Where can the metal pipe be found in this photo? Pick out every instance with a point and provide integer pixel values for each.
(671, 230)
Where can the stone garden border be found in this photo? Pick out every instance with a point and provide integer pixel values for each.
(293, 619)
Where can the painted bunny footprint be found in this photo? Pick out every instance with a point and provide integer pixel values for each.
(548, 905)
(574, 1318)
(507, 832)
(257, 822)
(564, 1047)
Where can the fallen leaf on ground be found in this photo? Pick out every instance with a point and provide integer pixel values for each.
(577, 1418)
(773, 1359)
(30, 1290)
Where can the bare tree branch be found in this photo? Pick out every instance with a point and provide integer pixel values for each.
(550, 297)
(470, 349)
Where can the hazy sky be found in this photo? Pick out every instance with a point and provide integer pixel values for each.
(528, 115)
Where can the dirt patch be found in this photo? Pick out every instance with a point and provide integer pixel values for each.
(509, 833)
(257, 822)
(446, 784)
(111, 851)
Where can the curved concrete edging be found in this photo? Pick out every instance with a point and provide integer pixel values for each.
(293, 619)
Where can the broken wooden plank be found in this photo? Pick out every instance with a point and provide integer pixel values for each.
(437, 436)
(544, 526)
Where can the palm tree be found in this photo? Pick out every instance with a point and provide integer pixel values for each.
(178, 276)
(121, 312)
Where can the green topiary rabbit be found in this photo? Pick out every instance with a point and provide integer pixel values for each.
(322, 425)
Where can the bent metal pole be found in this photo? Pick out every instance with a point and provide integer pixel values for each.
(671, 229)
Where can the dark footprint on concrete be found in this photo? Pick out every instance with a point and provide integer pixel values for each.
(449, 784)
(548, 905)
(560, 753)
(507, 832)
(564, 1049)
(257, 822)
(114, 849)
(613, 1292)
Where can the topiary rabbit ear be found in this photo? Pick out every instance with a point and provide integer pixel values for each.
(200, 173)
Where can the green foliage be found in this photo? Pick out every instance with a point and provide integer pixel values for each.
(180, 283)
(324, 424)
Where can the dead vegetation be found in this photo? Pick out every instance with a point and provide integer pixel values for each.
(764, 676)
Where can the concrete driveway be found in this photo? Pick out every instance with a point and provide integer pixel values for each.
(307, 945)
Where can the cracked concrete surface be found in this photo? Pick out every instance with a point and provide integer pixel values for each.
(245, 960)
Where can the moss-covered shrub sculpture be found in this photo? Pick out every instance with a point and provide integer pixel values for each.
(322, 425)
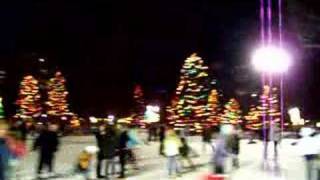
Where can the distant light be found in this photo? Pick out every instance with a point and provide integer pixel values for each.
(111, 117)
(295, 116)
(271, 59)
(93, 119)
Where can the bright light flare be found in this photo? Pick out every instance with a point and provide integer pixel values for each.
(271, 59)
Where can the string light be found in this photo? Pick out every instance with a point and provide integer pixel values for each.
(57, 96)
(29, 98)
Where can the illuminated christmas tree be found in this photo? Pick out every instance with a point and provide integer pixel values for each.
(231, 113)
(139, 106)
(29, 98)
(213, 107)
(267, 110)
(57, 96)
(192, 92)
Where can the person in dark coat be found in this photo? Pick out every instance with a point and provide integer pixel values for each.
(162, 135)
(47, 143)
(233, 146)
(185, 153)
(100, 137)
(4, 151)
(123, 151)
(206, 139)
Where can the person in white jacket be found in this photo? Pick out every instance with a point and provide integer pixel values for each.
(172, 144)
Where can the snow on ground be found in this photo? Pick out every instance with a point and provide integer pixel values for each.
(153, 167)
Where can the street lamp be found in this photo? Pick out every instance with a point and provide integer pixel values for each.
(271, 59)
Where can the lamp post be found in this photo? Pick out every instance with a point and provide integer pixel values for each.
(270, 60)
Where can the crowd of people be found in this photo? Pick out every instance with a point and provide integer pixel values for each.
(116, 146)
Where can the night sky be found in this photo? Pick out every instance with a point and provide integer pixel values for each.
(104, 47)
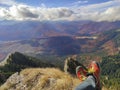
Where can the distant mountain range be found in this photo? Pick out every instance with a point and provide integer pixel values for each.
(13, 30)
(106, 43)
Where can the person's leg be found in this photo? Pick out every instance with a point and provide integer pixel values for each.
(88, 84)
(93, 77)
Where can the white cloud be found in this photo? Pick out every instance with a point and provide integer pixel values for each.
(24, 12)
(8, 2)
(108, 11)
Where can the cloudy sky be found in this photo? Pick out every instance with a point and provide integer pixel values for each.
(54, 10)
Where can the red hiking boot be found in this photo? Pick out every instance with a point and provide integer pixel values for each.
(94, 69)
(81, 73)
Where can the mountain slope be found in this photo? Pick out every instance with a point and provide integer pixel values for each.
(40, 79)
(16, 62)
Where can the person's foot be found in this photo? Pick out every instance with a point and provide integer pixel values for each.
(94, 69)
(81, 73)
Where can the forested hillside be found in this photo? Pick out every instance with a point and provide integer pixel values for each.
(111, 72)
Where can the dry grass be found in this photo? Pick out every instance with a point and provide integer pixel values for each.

§ YOUR INSTRUCTIONS:
Produce an exact copy of the records above, leaving out the pictures.

§ FINAL ANSWER:
Where can the metal pipe be found in this photo? Pick out every instance with a point and provide integer pixel values for each.
(671, 230)
Where can the stone garden border be found in this photo? Pick out every instance with a point and provide integer pixel values for each.
(293, 619)
Where can the painted bunny footprint be found in this photo? Pick out every instance with a point and provide integer pixel values for each.
(548, 905)
(574, 1318)
(507, 832)
(257, 822)
(564, 1047)
Where can the fallen leaf on ground be found in this photo? Pick out every instance with a point and provide integer pixel values for each.
(577, 1418)
(773, 1359)
(30, 1290)
Where can the bare tree branch be found in this photo? Pick out every instance with a point and provide integer pixel values for each.
(550, 297)
(470, 349)
Where can the hazy sky be found in this photo? Pick out every instance with a point and provide integer pixel values for each.
(528, 115)
Where can the dirt patch be found in this photo? Pick out every instance with a point and provide integer pixel values for each.
(509, 833)
(257, 822)
(446, 784)
(111, 851)
Where can the curved concrete edging be found in this photo? Pick out every instance with a point and provide integer pixel values for each.
(293, 619)
Where can the broken wooden plank be found in this photo? Pick out every instance with a point and provide integer pixel values for each.
(437, 436)
(544, 526)
Where can the palm tree be found in this photo? Pick out every instance with a point and provide integer pixel values for each.
(178, 276)
(121, 312)
Where can the green topiary rabbit be found in this photo? Pick out every instance with a point and provide integer pixel values for each.
(322, 425)
Where can the bent metal pole be found in this photo? Pick out every instance with a point and provide integer pixel values for each.
(671, 229)
Where can the dark footprint on concrete be found in this photo? Pick out every instance with a point and provide integer pixel values for each.
(449, 784)
(548, 905)
(560, 753)
(507, 832)
(564, 1049)
(257, 822)
(114, 849)
(613, 1292)
Where can the topiary rabbit ear be found in this photo? Pick out every instance with a point and provide integer pixel values for each.
(200, 173)
Where can the green foliage be found in this photo? Pick out every instance with a point and provide integer pixel values for each.
(180, 283)
(324, 424)
Where can the dead vegetation be found in this photo? Pick out every instance with a point and provide integer pixel values for each.
(764, 676)
Where can the concrete driveway be found in this photo? Pick out every instance with a point and provide integer pixel values for each.
(307, 945)
Where can the cracked concrete surface be found in this photo? Pick out every instance with a point and provide integer pixel values for each.
(245, 960)
Where can the moss-covered shrub sculpture be found in this photo? Pick out every instance with a point and provide integer pixel values for each.
(322, 425)
Where can the distant light be found in this photo? Pick out every instance with a point and provide integer pixel values for each.
(111, 117)
(295, 116)
(271, 59)
(93, 119)
Where can the bright light flare be found in this photo? Pick out every instance with a point and provide integer pixel values for each.
(271, 59)
Where can the string light be found in this photo? Pick out every instance with a point and provide integer pixel values for each.
(57, 96)
(29, 98)
Where can the illuminated christmas tree be found in this photo? Pick out every instance with a point and provide integer pixel values for each.
(231, 113)
(139, 106)
(29, 98)
(213, 107)
(267, 110)
(57, 96)
(192, 92)
Where can the person in dark coat be found in this photo? Pick out every instance with a point and provide integer pixel values for each.
(162, 135)
(47, 143)
(233, 146)
(185, 153)
(100, 137)
(4, 151)
(123, 151)
(206, 139)
Where can the person in white jacket be found in this photo? Pick out every instance with a point and provide integer pixel values for each.
(172, 144)
Where can the snow on ground be found in this photo? Pick out every instance with a point and provide integer pixel values for each.
(153, 167)
Where can the street lamp be found in this photo? Pick out every instance with a point and provide integer pixel values for each.
(271, 59)
Where can the lamp post be found in this photo? Pick out every instance with a point and provide integer pixel values for each.
(270, 60)
Where can the crowd of people be found in this photo? Pick out every instance with a point and provide integer pixel values for each.
(116, 146)
Where can the night sky be found in this photo? Pick out every instance with a point and provide integer pixel values for each.
(104, 47)
Where can the distant mountain range be found in this photo? Pick out every instance with a point and provide integer pixel values for each.
(13, 30)
(106, 43)
Where can the person's leg be found in this photo? Pick out every instance with a point and provide integer pixel values for each.
(88, 84)
(93, 77)
Where can the white cloud be found in this photo? Pick out every instance with a point and provide integer pixel values for each.
(24, 12)
(8, 2)
(108, 11)
Where can the cloudy sky be found in this photo? Pick out every instance with a point and provide integer pixel values for each.
(54, 10)
Where can the red hiking boot be found in this photo? Pick out every instance with a point and provide integer pixel values for each.
(94, 69)
(81, 73)
Where can the mountain slope be found in this photo? Pick out every instance with a point and provide integer pixel values for each.
(40, 79)
(16, 62)
Where can the person's foot be found in this photo? Pick out every instance with a point and provide integer pixel values for each.
(94, 69)
(81, 73)
Where can the forested hillside be found in this photo? Pick out every instance with a point and provide integer pixel values for each.
(111, 72)
Where can the dry grass be found in this photo? Pick out every instance with a point and provide integer pixel values for each.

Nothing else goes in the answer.